TASK TO CARRY OUT :: Would you copy all lines in the data that contain the word "decorated"?

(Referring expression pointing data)
|---|

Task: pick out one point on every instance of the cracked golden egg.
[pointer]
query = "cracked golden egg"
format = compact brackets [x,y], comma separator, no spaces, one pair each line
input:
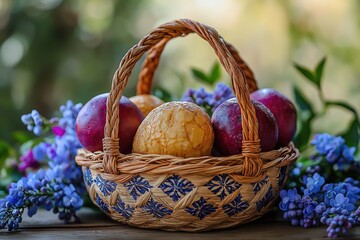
[176,128]
[146,102]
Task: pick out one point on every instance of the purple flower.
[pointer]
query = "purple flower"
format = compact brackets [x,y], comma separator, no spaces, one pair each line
[28,161]
[313,184]
[58,131]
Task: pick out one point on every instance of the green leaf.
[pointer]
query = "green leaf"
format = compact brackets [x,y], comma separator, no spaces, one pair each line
[304,105]
[163,94]
[215,73]
[303,134]
[4,152]
[351,135]
[310,75]
[344,105]
[200,75]
[319,70]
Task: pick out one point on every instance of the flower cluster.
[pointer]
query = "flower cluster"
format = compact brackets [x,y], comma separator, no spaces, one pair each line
[208,101]
[60,187]
[317,202]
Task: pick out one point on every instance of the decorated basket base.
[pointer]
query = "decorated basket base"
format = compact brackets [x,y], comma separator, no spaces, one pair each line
[177,193]
[192,202]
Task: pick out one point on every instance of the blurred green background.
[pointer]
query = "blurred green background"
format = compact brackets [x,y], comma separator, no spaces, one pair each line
[54,50]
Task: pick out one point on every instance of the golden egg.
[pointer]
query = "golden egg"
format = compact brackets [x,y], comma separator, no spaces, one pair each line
[146,102]
[176,128]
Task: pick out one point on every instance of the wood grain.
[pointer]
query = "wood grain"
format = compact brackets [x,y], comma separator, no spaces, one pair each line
[94,225]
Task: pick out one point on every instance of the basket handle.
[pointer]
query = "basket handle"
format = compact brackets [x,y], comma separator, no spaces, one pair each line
[152,59]
[252,165]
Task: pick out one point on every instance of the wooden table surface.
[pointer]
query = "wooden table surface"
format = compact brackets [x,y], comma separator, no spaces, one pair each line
[45,225]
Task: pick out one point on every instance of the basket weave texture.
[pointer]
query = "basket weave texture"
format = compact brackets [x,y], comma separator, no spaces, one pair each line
[184,194]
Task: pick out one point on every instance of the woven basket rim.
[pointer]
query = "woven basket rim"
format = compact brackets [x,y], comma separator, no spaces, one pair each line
[252,164]
[134,163]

|---|

TASK OUTPUT ::
Task: pick out one point on every instance of the decorated basket base.
query = "decorated basket base"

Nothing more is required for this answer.